• _THE TASK_: Provide only the number of lines in the listing that contain the string "petal".

• _EXTRACTED RECORDS_:
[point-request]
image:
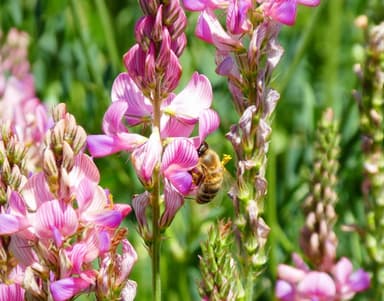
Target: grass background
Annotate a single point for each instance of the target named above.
(76, 52)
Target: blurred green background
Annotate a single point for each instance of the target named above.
(76, 52)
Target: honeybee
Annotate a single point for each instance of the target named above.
(208, 176)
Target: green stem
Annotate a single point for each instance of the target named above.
(155, 199)
(249, 286)
(156, 238)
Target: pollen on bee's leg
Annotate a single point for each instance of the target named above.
(226, 159)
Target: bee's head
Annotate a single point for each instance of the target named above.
(202, 148)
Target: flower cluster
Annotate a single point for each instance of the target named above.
(330, 280)
(55, 224)
(370, 100)
(18, 103)
(300, 283)
(143, 96)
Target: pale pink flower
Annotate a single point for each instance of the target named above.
(181, 113)
(298, 283)
(284, 11)
(12, 292)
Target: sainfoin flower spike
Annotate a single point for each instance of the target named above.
(73, 220)
(144, 96)
(329, 279)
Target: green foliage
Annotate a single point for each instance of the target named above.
(75, 53)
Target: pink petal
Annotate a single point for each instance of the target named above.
(112, 121)
(182, 181)
(108, 219)
(172, 73)
(179, 155)
(209, 121)
(308, 2)
(147, 156)
(53, 216)
(22, 251)
(171, 126)
(12, 292)
(139, 107)
(16, 203)
(84, 168)
(124, 209)
(210, 30)
(10, 224)
(65, 289)
(284, 12)
(193, 99)
(317, 285)
(36, 191)
(103, 145)
(195, 5)
(128, 293)
(237, 16)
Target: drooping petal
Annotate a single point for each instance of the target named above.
(194, 98)
(139, 107)
(209, 121)
(172, 73)
(112, 121)
(10, 224)
(210, 30)
(173, 201)
(171, 126)
(22, 251)
(237, 16)
(129, 291)
(146, 157)
(36, 191)
(54, 218)
(12, 292)
(317, 286)
(195, 5)
(108, 219)
(65, 289)
(283, 12)
(84, 168)
(179, 155)
(308, 2)
(103, 145)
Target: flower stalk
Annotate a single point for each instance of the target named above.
(163, 160)
(247, 51)
(371, 107)
(326, 278)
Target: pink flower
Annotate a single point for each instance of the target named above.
(179, 158)
(65, 289)
(12, 292)
(298, 283)
(284, 11)
(180, 115)
(55, 220)
(210, 30)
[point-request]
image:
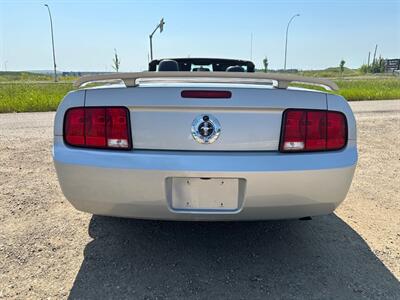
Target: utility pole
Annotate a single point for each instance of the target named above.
(52, 43)
(369, 56)
(161, 26)
(287, 30)
(376, 48)
(251, 46)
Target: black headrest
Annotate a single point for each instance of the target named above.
(168, 65)
(235, 69)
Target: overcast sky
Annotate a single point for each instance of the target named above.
(86, 32)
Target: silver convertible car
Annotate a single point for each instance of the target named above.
(204, 139)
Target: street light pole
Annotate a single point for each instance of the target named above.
(287, 31)
(161, 26)
(52, 43)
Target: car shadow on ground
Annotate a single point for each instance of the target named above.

• _EXPECTED OUTPUT_: 2